SOURCE –
Blaisdons were once a popular variety grown for the jam making trade but became less useful once freezing fruit opened up the market, enabling manufacturers to go further afield and shop around on price. I read somewhere of someone locally with a small orchard of Blaisdons where a railway line once ran along the bottom of the garden, so the freshly picked fruit was loaded straight onto the train that then chugged its way directly to the factory, collecting fruit from others along the way.
Stephen, who lives next door but one from me, has a Blaisdon tree that very conveniently overhangs a raised decking platform in his garden. He said I could help myself to his crop, and so of course I did. This meant my September ingredient has not only been plentiful but also absolutely free. As well as these purple plums I picked some lovely acid yellow ones that grow in the field behind the house. I haven’t a clue what kind they are. And then there are the damsons… I’m not even going to include them here, suffice to say I’ve picked basket loads.

foraging for yellow plums

As is always the way when dealing with a glut, you have to act fast and be ready for processing. It is a mad dash to get everything tucked in and put away before the fruit flies decide to set up camp in your kitchen. I wanted to save as many plums as possible to use as ingredients later, so some have been cooked and stoned then packed into containers in the freezer. The freezer has its uses but it fills up fast and I suspect costs an outlandish amount to run. Frozen ingredients can rack up considerable additional hidden costs making my free plums not quite such a great deal. I now prefer to can as much produce as possible. Once in the jar and processed, the fruit is ready-to-go whenever required with no thawing time, you simply pop the seal and run with it.

DATA PROVIDED –
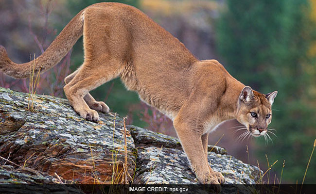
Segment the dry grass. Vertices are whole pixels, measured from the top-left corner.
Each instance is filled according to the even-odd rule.
[[[113,149],[112,151],[112,179],[111,180],[111,184],[128,184],[129,179],[133,179],[132,178],[128,171],[128,155],[127,155],[127,142],[126,139],[126,124],[125,119],[126,117],[123,118],[123,124],[124,126],[124,135],[122,139],[124,139],[124,162],[118,160],[117,156],[121,148],[119,148],[116,150],[114,147],[115,142],[115,122],[116,122],[116,113],[114,114],[114,120],[113,122]],[[122,144],[123,139],[121,140],[120,144]],[[136,163],[135,168],[136,168]],[[120,167],[120,165],[122,164],[123,168],[121,169]],[[135,172],[134,172],[135,176]],[[133,176],[134,177],[134,176]]]
[[[32,57],[31,57],[32,61]],[[36,107],[34,105],[35,102],[35,95],[38,86],[39,85],[39,78],[42,66],[40,66],[37,73],[35,76],[35,54],[34,54],[34,63],[30,66],[30,78],[29,82],[29,101],[27,106],[27,110],[29,111],[35,112],[36,111]]]

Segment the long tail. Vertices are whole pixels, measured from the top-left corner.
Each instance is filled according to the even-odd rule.
[[[26,78],[30,76],[31,67],[36,73],[40,69],[42,73],[53,67],[60,62],[82,35],[84,13],[82,10],[75,16],[45,52],[28,63],[14,63],[8,56],[5,48],[0,45],[0,71],[15,78]]]

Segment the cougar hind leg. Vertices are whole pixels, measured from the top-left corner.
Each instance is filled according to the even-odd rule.
[[[72,80],[79,71],[80,68],[81,67],[65,78],[65,83],[66,84],[69,83],[71,80]],[[102,101],[96,101],[89,93],[85,96],[84,99],[87,103],[87,104],[88,104],[89,107],[91,109],[95,110],[97,111],[100,111],[103,113],[108,113],[110,111],[110,108],[106,104]]]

DIRECTIONS –
A) Restate the stretch of the plum passage from "As is always" through "run with it.", switching "glut" to "surplus".
B) According to the plum passage, what does Stephen's Blaisdon tree overhang?

THE ANSWERS –
A)
As is always the way when dealing with a surplus, you have to act fast and be ready for processing. It is a mad dash to get everything tucked in and put away before the fruit flies decide to set up camp in your kitchen. I wanted to save as many plums as possible to use as ingredients later, so some have been cooked and stoned then packed into containers in the freezer. The freezer has its uses but it fills up fast and I suspect costs an outlandish amount to run. Frozen ingredients can rack up considerable additional hidden costs making my free plums not quite such a great deal. I now prefer to can as much produce as possible. Once in the jar and processed, the fruit is ready-to-go whenever required with no thawing time, you simply pop the seal and run with it.

B) A raised decking platform in his garden.